→ **Task inputs**:
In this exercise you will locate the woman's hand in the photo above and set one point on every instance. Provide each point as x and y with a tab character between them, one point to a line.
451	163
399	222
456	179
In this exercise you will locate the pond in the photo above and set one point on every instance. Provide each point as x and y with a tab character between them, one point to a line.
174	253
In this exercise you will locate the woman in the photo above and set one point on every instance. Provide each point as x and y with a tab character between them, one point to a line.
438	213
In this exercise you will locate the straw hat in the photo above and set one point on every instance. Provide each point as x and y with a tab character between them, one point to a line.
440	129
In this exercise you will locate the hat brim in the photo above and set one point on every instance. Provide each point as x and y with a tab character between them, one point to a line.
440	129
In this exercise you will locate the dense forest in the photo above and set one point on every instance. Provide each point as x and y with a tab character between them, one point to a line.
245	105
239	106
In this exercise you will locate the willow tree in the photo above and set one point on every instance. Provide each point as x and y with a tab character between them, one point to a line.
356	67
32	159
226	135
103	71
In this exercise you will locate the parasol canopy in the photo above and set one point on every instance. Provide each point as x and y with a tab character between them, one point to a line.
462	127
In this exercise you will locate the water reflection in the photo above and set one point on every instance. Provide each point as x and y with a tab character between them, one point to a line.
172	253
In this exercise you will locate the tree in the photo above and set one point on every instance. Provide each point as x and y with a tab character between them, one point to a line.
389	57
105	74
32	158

==

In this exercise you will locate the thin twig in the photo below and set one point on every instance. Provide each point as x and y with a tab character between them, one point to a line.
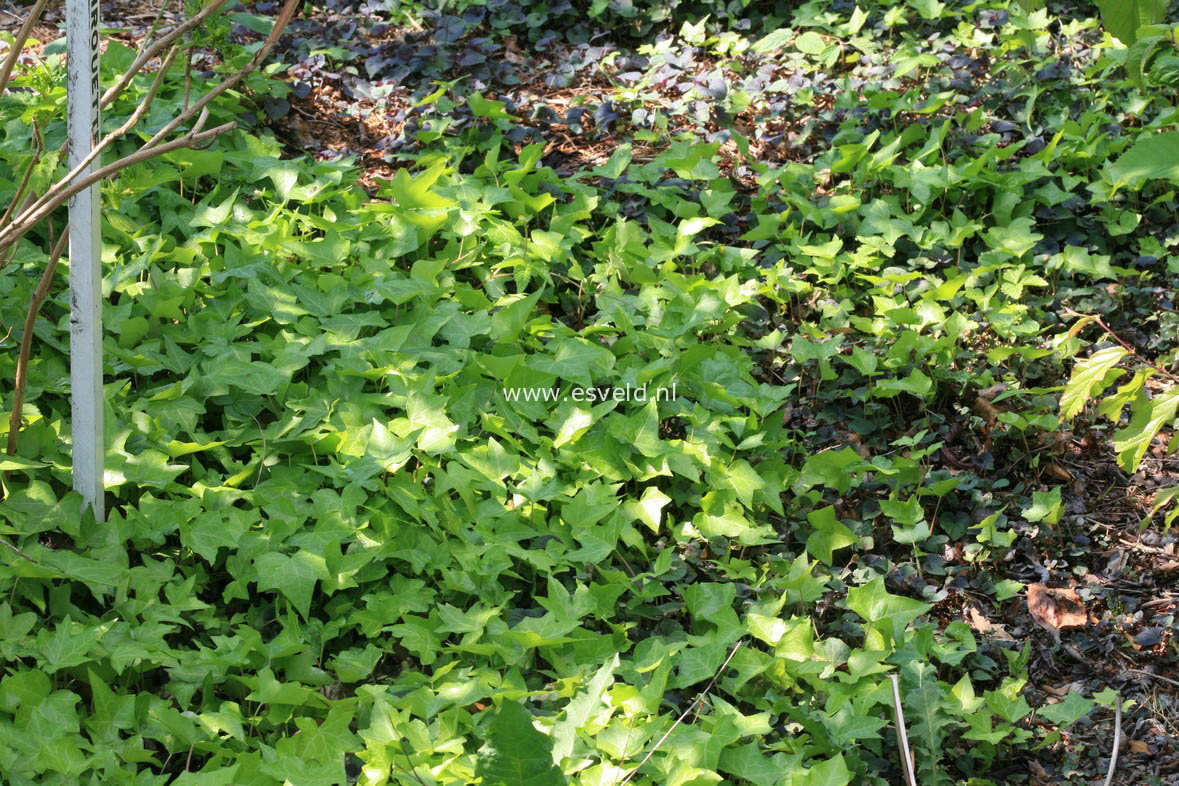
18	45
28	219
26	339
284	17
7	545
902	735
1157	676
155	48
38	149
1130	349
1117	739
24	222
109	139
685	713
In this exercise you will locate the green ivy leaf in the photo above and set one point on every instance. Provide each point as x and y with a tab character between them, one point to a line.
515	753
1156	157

==

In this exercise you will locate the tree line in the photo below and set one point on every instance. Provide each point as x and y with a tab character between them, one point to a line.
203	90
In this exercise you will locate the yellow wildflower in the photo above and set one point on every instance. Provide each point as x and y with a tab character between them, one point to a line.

→ **Stated task**: Return each line of the entries above that contains the word "tree".

→ **Reply**:
In this exercise you will locate the willow tree in the photo above and set one point on every instance. Provide each point as x and y with a tab character between them, one point to a line.
In this exercise you will locate the tree in the photo above and set one point on every instance. Provide each point as x and y with a tab character between them, one point to a line.
In this exercise you will locate the tree line in the photo below and set one point on every instance. Provide each point as x and y with a tab character between them, one point to a line.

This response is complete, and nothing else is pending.